→ **REQUIREMENTS**: Everything from the line that holds "Target: bell tower" through the end of the data below should be output exactly, both ends included.

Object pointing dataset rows
━━━━━━

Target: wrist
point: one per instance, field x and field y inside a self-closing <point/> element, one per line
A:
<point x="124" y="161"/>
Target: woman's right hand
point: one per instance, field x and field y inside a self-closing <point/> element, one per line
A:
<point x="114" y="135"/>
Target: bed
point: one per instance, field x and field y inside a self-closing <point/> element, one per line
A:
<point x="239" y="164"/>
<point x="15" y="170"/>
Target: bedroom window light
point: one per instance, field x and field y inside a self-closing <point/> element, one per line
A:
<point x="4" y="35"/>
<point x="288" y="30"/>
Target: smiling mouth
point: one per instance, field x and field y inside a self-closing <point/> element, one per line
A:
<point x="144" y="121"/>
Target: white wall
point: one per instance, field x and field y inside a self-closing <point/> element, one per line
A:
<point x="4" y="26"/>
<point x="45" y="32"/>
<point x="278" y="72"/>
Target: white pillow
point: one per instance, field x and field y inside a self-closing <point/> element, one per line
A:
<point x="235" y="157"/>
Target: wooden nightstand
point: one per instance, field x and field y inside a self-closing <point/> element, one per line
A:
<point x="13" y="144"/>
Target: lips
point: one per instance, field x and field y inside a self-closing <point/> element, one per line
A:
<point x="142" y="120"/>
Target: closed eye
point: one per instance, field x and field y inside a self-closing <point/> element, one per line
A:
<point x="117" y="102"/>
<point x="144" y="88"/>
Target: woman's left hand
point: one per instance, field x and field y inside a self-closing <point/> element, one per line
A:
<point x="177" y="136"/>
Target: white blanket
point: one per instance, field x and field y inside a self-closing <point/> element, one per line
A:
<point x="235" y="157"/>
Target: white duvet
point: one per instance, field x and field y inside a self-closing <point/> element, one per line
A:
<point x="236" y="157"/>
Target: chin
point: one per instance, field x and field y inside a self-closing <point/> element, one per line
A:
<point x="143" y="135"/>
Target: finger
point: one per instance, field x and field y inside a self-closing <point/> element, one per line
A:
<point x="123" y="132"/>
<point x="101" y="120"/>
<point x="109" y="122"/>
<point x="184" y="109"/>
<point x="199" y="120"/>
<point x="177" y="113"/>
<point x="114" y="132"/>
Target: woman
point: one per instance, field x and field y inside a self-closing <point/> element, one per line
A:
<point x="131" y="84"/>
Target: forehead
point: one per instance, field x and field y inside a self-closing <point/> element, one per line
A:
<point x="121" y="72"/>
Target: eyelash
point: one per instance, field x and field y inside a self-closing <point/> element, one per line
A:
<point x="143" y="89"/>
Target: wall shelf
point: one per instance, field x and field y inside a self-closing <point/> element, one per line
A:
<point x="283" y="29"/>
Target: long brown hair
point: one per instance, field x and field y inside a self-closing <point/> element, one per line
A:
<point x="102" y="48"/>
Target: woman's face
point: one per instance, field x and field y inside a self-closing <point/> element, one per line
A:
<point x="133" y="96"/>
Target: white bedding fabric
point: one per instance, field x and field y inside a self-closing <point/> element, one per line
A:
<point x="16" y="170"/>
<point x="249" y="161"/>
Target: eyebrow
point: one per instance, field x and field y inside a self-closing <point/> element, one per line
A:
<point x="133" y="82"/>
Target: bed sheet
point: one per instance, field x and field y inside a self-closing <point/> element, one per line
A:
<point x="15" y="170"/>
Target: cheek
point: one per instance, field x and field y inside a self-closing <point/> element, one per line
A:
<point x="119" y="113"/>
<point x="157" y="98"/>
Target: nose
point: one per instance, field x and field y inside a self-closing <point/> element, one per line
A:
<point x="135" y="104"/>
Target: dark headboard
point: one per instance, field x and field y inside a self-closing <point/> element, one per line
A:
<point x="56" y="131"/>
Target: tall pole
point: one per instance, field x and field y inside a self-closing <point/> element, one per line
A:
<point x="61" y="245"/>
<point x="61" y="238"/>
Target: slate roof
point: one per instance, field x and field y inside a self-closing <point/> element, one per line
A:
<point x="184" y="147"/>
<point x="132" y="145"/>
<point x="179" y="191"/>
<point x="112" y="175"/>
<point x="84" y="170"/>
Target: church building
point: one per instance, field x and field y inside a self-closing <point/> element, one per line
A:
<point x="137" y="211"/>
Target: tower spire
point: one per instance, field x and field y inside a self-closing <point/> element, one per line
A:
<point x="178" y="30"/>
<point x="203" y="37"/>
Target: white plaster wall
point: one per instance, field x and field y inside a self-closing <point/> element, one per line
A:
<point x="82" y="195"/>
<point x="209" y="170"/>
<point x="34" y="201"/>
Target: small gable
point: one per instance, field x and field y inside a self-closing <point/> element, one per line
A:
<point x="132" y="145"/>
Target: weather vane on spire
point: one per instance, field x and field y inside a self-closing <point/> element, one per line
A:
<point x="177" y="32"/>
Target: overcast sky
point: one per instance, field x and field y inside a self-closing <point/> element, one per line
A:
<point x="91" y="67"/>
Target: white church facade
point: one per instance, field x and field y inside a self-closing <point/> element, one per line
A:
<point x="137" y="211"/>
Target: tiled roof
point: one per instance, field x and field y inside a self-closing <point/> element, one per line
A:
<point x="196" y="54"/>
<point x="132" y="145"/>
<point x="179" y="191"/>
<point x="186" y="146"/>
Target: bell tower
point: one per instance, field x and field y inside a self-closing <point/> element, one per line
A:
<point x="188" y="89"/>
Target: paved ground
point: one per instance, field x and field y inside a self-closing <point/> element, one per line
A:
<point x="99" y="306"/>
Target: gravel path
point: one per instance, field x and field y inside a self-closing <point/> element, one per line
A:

━━━━━━

→ **SOLUTION TO THE EXERCISE**:
Target: bell tower
point: one per instance, field x and field y inside a self-closing <point/> element, one per line
A:
<point x="188" y="89"/>
Target: paved ground
point: one per instance, field x and field y inside a self-closing <point/> element, one per line
A:
<point x="99" y="306"/>
Target: gravel path
point: one per instance, field x and field y inside a self-closing <point/> element, one per line
A:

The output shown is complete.